# Directions for this task
Continue the text about the film La seconda volta non si scorda mai from where it stops.
— START Document segment —
- Film poster
- Directed by: Francesco Ranieri Martinotti [it]
- Written by: Francesco Albanese; Francesco Ranieri Martinotti; Alessandro Siani;
- Produced by: Mauro Berardi
- Starring: Alessandro Siani; Elisabetta Canalis;
- Cinematography: Mario Amura
- Music by: Pino Daniele
- Release date: 11 April 2008;
- Running time: 100 minutes
- Country: Italy
- Language: Italian

= La seconda volta non si scorda mai =

2008 Italian romantic comedy film

La seconda volta non si scorda mai (The Second Time Is Never Forgotten) is a 2008 Italian romantic comedy film directed by Francesco Ranieri Martinotti and starring Alessandro Siani and Elisabetta Canalis. The theme song, "O munn va", by Pino Daniele, was nominated for a Nastro d'Argento award for Best Original Song.
— END Document segment —
— START Listing —
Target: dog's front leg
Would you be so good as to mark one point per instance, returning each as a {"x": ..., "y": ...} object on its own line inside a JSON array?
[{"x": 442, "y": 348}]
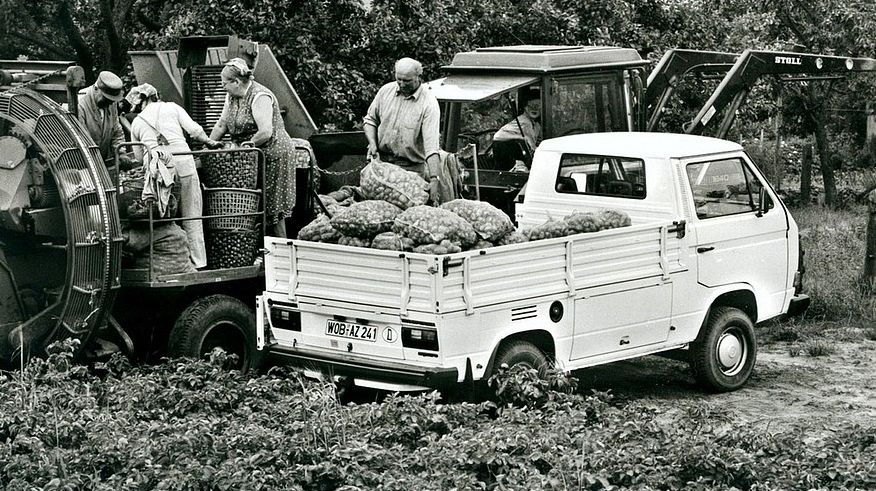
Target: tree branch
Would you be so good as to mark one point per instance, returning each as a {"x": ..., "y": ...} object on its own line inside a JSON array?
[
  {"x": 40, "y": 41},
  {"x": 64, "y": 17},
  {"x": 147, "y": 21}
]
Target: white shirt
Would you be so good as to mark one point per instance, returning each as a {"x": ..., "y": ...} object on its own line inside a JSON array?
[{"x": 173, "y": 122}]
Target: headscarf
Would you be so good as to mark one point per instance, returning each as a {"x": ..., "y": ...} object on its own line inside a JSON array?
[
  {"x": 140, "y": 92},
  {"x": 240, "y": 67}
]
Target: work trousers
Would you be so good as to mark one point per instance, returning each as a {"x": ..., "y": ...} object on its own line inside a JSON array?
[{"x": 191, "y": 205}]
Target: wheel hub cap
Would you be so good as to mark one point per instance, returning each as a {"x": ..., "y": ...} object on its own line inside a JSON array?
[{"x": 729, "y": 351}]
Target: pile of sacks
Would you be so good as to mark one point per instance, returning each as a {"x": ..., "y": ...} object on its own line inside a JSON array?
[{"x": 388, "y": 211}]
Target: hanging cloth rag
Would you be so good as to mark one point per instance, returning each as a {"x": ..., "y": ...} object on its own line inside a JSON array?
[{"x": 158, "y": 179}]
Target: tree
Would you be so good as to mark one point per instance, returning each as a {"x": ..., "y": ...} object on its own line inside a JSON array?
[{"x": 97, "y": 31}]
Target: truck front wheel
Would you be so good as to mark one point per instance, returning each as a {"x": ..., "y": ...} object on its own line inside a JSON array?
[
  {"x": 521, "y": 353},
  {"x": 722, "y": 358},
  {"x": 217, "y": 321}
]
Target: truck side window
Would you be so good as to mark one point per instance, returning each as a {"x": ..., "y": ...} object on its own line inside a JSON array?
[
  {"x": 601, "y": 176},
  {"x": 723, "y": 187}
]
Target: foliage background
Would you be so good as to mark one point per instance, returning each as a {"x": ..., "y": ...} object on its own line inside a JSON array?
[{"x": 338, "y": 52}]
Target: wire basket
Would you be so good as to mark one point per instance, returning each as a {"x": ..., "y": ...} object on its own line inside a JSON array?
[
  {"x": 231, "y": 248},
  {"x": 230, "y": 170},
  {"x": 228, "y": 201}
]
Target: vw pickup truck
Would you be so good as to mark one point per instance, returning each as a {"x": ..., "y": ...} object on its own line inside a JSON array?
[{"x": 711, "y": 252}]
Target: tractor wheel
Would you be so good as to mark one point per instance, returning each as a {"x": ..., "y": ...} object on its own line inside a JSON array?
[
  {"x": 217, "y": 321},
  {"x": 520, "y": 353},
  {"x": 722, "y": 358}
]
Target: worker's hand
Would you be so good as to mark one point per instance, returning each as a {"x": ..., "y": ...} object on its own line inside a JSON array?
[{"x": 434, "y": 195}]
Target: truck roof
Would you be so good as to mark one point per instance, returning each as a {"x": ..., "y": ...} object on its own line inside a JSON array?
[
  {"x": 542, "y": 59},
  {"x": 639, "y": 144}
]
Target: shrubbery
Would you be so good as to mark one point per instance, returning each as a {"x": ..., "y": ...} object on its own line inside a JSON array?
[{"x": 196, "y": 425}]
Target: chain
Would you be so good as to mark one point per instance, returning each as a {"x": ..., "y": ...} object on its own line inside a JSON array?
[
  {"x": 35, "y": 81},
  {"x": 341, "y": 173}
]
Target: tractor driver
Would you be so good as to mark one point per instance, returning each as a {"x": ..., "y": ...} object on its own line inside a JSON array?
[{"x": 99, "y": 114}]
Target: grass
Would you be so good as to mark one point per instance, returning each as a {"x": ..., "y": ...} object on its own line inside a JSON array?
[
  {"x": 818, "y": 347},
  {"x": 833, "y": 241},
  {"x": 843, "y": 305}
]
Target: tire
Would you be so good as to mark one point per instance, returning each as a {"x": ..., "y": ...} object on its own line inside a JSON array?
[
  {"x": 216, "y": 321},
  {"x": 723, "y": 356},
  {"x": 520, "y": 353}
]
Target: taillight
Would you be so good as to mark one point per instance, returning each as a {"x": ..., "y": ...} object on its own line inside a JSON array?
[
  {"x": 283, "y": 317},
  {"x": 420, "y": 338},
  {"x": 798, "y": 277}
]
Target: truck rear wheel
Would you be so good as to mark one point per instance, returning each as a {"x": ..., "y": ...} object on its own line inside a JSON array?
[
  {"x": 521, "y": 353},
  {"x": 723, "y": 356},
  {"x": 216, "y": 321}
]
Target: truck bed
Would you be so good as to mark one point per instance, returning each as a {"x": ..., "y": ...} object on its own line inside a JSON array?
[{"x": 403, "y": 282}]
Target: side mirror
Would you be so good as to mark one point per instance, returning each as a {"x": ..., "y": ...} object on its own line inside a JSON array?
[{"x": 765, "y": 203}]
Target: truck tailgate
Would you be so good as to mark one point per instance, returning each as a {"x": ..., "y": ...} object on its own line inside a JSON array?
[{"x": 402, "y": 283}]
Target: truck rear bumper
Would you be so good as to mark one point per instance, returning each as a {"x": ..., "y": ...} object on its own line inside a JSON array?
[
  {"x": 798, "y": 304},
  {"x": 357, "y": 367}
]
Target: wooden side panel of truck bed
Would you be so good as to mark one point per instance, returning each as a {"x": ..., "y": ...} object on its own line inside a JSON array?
— END Listing —
# Task response
==Synopsis==
Young Giulio is a successful real estate agent. One day, he discovers that the girlfriend of one of his clients is Ilaria, a girl that Giulio loved at school. Inside Giulio, the old flame is rekindled; however, Ilaria is about to marry a man much older than her. When she sends Giulio an email, asking him to meet, he discovers that the passion is mutual and the two become lovers. The emotional response of Giulio's parents, combined with the fact that Ilaria is ready to give up her impending marriage for him, send Giulio into a state chaos.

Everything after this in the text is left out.